• ACTIONS TO TAKE
[1] Reproduce the part of the essay on turning twenty-one between "Turning twenty-one has" and "kind you like.", inclusive.
[2] Pick up the essay on turning twenty-one after its last sentence and keep writing it.

• TEXT SEGMENT
——————————
Turning twenty-one has its pros and cons.

In life, we all have the "useless" birthdays. These birthdays are nothing but a celebration of turning another year older. This is kind of how I felt last year when, in February, I became twenty. But twenty-one is considered a milestone, especially for American youth. In the long run, how unique is gaining another responsibility?

I only question this, and slightly dread it, because there is more that comes with being twenty-one. For myself, a female, being this old means I am required to receive Pap smears in South Carolina, a procedure I do not like in the least. If you don't know what this is, well, they put a plastic thing inside you to open the region up and check the cervix for cancer. It isn't pleasant for me for multiple reasons.

But, back to what everyone knows about this age: drinking and the ability to purchase whatever kind you like.
——————————
• PROVIDED DATA
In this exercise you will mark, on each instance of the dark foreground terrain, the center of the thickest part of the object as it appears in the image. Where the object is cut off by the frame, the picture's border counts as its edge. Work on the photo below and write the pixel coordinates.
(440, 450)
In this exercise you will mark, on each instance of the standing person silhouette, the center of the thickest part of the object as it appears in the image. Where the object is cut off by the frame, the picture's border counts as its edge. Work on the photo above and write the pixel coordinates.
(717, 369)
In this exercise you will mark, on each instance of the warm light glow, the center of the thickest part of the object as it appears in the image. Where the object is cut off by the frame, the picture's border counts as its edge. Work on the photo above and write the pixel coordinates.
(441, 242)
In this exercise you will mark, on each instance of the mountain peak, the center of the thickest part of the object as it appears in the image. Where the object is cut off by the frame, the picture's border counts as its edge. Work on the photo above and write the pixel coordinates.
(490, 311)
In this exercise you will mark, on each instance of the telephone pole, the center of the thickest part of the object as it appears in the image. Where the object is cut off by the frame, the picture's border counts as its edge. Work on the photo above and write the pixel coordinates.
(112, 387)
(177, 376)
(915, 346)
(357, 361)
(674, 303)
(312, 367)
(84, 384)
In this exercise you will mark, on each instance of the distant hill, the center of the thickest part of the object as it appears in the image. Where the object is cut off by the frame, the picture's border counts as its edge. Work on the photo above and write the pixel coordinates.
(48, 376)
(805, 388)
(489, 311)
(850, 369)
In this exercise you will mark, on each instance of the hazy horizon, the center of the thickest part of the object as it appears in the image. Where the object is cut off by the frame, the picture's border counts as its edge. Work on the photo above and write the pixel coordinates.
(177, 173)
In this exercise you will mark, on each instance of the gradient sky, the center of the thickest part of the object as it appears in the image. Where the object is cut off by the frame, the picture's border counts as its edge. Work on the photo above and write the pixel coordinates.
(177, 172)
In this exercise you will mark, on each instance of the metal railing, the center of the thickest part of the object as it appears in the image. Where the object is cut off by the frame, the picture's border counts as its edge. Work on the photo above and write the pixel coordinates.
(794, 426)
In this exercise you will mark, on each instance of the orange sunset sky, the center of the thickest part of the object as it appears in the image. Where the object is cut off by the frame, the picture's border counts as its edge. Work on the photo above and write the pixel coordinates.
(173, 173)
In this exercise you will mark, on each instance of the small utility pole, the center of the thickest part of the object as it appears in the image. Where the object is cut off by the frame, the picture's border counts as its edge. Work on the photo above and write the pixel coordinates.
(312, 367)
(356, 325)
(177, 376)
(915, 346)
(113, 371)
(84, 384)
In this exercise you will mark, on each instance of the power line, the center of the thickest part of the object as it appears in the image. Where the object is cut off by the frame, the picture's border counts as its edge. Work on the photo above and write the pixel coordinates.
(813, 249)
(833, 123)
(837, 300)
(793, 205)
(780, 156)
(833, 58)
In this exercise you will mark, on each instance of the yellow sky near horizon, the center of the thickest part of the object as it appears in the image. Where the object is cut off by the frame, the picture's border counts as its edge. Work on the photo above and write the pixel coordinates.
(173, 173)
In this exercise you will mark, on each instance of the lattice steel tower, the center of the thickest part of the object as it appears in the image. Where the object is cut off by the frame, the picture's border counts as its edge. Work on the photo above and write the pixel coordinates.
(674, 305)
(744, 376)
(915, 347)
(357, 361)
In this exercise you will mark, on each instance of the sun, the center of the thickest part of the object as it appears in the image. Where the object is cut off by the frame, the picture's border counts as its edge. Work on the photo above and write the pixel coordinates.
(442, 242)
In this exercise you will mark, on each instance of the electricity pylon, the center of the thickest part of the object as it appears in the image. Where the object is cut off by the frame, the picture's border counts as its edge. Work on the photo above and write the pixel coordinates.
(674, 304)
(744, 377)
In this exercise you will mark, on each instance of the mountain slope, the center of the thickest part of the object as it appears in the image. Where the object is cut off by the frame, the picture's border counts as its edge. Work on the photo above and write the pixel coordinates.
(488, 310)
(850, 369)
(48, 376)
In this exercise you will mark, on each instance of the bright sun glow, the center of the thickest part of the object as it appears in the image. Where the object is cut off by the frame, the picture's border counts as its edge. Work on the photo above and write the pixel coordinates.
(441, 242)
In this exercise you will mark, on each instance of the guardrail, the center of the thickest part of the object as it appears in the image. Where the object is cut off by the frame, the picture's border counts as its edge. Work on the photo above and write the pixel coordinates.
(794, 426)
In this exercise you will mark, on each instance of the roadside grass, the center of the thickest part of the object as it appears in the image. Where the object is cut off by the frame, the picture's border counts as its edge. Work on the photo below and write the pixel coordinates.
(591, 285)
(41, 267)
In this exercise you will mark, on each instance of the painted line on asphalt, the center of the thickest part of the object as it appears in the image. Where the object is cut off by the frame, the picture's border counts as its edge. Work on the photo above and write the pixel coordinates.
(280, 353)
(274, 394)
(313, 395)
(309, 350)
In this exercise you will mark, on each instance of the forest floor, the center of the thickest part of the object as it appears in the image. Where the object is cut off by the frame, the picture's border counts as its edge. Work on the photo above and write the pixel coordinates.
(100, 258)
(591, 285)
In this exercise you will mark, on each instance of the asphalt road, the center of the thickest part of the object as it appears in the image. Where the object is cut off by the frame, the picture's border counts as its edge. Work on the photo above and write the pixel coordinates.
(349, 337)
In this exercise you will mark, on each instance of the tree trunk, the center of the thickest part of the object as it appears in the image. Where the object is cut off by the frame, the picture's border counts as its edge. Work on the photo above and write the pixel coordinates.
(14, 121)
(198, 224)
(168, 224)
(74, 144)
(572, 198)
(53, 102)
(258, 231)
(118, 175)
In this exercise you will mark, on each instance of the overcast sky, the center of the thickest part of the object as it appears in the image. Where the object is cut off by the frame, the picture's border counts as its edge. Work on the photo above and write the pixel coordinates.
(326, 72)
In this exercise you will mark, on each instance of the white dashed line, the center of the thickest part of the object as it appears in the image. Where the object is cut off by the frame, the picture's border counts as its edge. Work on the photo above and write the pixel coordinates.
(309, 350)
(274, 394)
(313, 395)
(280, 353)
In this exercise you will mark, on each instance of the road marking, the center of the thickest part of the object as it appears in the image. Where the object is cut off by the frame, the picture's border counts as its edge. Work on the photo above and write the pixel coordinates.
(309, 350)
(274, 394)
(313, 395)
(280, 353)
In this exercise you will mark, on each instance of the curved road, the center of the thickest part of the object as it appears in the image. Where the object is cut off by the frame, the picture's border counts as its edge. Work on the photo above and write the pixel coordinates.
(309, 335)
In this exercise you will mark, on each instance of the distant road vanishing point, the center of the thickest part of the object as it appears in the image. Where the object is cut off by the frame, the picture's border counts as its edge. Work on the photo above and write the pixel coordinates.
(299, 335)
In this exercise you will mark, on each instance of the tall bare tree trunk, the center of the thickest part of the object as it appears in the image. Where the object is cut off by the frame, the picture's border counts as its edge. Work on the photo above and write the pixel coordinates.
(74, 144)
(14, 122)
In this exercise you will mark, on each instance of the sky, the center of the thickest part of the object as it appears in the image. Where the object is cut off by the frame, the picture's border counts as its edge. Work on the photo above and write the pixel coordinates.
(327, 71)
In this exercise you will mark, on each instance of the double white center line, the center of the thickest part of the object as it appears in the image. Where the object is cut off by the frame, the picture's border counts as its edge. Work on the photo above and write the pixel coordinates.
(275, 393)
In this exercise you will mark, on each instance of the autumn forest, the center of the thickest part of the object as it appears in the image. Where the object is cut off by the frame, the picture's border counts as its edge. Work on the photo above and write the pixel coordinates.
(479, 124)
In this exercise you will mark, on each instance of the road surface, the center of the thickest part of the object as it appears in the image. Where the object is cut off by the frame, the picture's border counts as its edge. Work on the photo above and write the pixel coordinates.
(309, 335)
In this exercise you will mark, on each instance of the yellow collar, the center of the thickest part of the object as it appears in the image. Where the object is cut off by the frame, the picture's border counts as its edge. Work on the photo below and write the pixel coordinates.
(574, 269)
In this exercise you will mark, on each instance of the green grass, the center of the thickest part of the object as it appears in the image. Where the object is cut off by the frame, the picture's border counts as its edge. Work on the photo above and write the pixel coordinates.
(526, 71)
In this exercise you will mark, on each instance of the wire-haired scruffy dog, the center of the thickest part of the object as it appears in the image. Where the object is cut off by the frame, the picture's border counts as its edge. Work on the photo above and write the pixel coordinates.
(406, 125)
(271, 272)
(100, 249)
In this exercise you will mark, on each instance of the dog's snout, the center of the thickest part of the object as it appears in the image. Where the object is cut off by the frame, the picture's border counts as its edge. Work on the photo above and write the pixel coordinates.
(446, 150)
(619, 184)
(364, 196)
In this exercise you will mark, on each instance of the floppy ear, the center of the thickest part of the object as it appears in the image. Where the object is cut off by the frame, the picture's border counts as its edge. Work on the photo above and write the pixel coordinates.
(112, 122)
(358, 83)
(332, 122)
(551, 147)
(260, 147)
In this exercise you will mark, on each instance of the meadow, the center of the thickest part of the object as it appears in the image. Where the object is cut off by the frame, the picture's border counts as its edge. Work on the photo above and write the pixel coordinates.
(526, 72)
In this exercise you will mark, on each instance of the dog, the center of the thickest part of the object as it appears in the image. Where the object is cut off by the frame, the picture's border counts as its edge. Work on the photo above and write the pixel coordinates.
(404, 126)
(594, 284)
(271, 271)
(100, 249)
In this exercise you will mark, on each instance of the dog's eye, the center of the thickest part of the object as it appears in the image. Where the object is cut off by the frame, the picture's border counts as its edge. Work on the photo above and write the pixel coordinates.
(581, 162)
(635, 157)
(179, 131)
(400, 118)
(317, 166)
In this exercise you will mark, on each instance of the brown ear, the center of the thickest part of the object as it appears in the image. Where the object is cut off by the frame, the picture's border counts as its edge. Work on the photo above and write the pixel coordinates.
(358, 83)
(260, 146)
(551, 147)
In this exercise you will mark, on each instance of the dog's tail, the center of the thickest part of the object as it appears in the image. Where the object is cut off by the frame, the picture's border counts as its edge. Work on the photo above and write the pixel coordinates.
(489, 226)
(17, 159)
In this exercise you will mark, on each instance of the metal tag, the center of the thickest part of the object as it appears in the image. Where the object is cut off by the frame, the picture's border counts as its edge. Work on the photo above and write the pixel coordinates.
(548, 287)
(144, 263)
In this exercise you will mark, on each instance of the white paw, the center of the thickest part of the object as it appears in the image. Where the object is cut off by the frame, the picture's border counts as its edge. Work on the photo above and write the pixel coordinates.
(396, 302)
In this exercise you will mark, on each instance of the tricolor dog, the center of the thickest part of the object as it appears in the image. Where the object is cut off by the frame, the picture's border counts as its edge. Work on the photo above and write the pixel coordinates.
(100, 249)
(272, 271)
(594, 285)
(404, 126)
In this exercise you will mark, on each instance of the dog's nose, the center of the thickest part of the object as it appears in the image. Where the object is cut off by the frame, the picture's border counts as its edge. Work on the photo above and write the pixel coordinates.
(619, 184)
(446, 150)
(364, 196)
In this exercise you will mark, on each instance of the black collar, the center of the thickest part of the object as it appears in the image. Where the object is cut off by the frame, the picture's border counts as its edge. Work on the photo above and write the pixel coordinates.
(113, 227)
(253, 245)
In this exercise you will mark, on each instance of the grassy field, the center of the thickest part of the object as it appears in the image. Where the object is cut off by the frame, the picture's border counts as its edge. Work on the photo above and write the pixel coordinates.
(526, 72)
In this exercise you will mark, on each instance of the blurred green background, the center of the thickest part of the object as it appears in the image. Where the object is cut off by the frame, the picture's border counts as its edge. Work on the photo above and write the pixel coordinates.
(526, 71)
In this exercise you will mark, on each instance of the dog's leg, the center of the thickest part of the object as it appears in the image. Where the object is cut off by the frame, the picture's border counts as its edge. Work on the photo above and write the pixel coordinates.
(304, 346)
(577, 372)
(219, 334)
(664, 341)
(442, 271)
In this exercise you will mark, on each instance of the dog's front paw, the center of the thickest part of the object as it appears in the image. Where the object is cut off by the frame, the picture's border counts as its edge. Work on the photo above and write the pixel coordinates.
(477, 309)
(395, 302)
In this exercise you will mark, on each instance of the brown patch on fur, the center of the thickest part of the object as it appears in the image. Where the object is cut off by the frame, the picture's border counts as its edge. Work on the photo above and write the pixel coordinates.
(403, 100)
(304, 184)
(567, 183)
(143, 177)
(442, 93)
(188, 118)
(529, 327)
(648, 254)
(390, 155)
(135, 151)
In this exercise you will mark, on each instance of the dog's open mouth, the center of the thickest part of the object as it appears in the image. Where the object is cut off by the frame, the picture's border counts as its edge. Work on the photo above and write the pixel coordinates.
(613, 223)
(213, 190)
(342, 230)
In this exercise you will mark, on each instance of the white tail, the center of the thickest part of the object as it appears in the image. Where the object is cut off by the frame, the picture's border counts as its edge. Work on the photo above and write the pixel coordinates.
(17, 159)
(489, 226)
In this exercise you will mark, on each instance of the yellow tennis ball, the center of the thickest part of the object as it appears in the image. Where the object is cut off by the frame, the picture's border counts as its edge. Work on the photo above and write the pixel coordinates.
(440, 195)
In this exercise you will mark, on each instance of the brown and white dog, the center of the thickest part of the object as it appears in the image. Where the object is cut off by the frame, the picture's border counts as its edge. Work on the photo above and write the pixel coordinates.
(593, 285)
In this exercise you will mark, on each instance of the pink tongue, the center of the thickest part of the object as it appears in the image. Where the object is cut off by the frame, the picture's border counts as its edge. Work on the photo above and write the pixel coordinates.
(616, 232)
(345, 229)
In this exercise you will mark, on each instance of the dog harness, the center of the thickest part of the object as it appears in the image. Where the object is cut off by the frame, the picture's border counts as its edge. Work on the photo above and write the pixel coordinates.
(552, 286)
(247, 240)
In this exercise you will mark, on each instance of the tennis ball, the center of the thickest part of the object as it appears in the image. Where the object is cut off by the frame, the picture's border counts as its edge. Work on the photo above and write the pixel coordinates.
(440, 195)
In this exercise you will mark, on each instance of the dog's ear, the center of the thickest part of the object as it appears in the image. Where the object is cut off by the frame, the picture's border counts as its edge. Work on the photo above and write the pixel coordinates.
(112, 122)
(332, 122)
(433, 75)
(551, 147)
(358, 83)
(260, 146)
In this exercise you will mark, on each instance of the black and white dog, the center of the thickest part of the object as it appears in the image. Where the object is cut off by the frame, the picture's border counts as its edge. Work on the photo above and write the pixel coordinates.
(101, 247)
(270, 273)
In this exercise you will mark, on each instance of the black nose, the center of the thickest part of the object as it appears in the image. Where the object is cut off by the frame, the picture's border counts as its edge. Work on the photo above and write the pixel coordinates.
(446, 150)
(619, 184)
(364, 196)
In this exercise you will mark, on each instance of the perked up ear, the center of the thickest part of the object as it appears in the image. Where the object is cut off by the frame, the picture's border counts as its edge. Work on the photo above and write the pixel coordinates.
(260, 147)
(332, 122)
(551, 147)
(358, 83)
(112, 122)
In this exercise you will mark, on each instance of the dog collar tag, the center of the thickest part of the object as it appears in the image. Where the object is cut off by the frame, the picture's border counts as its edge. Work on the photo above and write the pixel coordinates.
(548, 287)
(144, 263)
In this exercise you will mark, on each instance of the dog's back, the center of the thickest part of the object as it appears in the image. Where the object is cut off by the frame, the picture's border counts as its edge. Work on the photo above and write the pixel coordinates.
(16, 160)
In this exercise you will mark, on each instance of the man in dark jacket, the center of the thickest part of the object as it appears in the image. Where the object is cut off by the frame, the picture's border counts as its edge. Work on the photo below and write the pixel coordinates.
——————————
• ANSWERS FOR THIS EXERCISE
[1]
Turning twenty-one has its pros and cons.

In life, we all have the "useless" birthdays. These birthdays are nothing but a celebration of turning another year older. This is kind of how I felt last year when, in February, I became twenty. But twenty-one is considered a milestone, especially for American youth. In the long run, how unique is gaining another responsibility?

I only question this, and slightly dread it, because there is more that comes with being twenty-one. For myself, a female, being this old means I am required to receive Pap smears in South Carolina, a procedure I do not like in the least. If you don't know what this is, well, they put a plastic thing inside you to open the region up and check the cervix for cancer. It isn't pleasant for me for multiple reasons.

But, back to what everyone knows about this age: drinking and the ability to purchase whatever kind you like.

[2]
I will probably enjoy being able to drink here. Thing is: I've had alcohol before. In Europe and Mexico, everything is a bit more relaxed, and it is indeed an excellent experience to learn what wine tastes like, or alcohol in general, and how to be a responsible drinker. Have I snuck some vodka in a tea before while on a trip? Yeah, and it was good. So, in hindsight, I've already had a taste of that part. But I'm celebrating regardless of experience.

Also, I'm going to be happy to be twenty for the next little bit. Do I know what I'm doing with my life? Not necessarily. And it will be a while until I do. But that is the point of being at this stage. And another year won't change that.

Yeah, I'm happy it is coming up, and that I get to see my friends and family, but I have only lived a short part of my life. More milestones will top this one, and they might not even be birthdays. But I'm still glad to be able to celebrate with those I love.